WHAT THIS TASK INVOLVES: Count how many lines in the records below contain the string "tree", matching case exactly. Give only the number.

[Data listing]
* * * * *

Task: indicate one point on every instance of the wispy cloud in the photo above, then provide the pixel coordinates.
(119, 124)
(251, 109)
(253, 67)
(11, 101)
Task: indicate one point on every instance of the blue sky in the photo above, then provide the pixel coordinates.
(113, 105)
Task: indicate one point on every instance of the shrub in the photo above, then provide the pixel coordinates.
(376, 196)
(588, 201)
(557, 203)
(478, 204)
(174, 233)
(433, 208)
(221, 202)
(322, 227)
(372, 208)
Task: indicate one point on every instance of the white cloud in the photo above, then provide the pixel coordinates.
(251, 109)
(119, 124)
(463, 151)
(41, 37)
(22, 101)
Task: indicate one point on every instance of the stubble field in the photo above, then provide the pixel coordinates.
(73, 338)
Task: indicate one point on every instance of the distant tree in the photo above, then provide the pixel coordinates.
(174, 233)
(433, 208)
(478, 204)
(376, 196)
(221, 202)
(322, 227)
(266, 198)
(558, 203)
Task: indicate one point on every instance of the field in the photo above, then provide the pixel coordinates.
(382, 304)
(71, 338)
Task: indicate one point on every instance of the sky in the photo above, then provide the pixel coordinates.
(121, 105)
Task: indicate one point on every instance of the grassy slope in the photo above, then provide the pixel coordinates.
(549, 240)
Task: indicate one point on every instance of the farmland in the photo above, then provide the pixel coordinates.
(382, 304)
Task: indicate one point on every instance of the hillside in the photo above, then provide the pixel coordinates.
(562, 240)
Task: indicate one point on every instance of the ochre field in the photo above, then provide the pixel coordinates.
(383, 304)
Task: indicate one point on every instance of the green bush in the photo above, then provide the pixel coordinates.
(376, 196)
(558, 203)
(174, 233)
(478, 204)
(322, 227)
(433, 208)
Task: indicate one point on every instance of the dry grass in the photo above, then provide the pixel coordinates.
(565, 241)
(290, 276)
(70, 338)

* * * * *

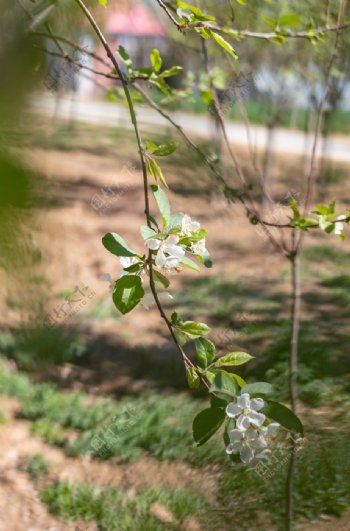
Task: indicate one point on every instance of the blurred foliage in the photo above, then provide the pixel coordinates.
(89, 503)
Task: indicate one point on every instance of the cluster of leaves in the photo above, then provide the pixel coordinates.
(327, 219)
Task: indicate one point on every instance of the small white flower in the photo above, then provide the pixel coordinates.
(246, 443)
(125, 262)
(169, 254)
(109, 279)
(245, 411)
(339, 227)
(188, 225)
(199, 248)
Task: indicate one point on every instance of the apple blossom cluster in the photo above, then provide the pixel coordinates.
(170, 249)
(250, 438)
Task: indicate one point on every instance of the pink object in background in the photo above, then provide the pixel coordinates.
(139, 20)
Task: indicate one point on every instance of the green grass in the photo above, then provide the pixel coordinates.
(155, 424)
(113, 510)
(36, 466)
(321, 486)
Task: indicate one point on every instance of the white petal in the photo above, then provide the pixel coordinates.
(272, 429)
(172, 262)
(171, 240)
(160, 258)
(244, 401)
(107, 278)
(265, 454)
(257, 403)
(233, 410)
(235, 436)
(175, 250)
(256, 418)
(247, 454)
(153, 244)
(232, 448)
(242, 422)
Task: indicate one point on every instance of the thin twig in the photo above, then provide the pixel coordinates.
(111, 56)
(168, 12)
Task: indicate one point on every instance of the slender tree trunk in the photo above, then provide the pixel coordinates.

* * * * *

ANSWER TO THE EXERCISE: 2